*Records for the task:*
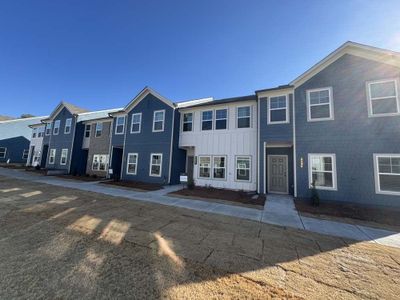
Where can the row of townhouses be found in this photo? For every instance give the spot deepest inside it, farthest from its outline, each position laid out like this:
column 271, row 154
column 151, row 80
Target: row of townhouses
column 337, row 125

---

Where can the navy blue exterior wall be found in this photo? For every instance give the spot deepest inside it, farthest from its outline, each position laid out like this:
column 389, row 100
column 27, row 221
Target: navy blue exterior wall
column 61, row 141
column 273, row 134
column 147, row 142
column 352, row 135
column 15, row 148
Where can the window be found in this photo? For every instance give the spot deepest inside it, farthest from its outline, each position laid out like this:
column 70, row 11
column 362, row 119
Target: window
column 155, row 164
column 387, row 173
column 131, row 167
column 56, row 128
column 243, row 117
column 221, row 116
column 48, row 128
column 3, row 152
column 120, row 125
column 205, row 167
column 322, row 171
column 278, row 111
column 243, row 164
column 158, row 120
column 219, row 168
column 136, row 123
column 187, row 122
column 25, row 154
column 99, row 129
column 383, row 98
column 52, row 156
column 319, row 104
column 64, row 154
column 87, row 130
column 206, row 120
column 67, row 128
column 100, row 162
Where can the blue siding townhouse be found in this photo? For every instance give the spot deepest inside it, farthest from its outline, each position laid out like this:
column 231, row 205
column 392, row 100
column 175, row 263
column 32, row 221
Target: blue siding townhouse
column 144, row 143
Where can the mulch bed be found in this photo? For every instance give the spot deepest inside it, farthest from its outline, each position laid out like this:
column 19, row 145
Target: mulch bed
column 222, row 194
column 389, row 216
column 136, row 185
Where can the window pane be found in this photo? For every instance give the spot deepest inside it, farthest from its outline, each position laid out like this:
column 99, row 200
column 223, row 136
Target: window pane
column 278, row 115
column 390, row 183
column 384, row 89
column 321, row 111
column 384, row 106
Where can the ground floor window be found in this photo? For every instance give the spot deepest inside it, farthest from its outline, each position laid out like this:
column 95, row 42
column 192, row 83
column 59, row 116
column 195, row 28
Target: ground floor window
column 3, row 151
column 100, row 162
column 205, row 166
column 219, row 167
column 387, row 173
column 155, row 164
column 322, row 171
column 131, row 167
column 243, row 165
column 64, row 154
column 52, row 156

*What needs to be done:* Count the lines in the listing above that include the word "this", and respond with that number alone.

*Solution below:* 7